■ **Stated goal**
Edit the listing below by replacing each "Target" with "Object", keeping every other line unchanged. Omit the pictures from your version.

■ **Given records**
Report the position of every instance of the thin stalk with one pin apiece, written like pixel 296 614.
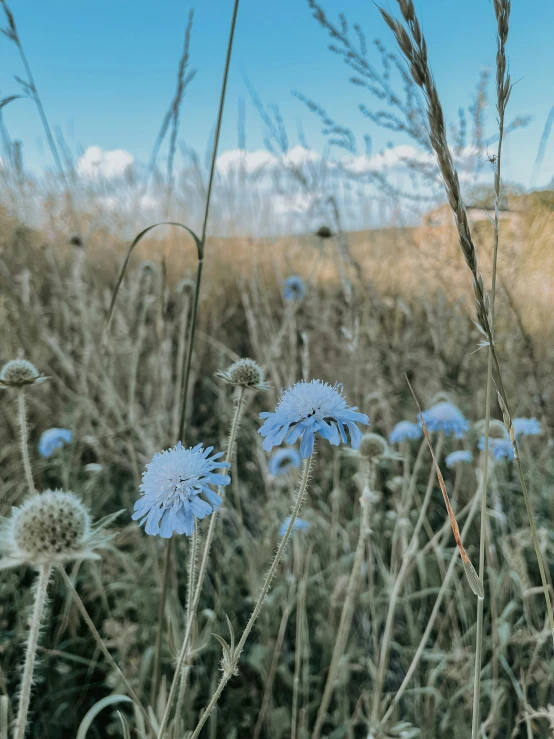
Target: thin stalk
pixel 236 652
pixel 201 572
pixel 272 670
pixel 502 99
pixel 190 595
pixel 161 622
pixel 348 607
pixel 399 579
pixel 41 589
pixel 24 440
pixel 434 613
pixel 194 314
pixel 100 643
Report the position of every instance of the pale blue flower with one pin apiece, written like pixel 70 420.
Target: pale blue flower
pixel 307 408
pixel 283 460
pixel 459 457
pixel 299 525
pixel 498 448
pixel 526 427
pixel 171 487
pixel 53 439
pixel 445 417
pixel 294 288
pixel 405 431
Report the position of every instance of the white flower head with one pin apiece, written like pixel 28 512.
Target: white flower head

■ **Task response**
Report the position of every instance of the thin stalk with one pin apiece, written like pixel 296 614.
Object: thin stalk
pixel 236 652
pixel 201 572
pixel 272 670
pixel 502 99
pixel 190 595
pixel 161 622
pixel 348 607
pixel 399 579
pixel 41 589
pixel 24 440
pixel 434 613
pixel 194 314
pixel 100 643
Report the position of every instance of the pale blue flower with one pin apiece, written like pixel 70 420.
Object: pale blue flower
pixel 307 408
pixel 283 460
pixel 459 457
pixel 299 525
pixel 498 448
pixel 526 427
pixel 171 487
pixel 53 439
pixel 445 417
pixel 294 288
pixel 405 431
Report the position of every instance of the white flower head with one pin apiece, written like pixel 28 512.
Object: white flower head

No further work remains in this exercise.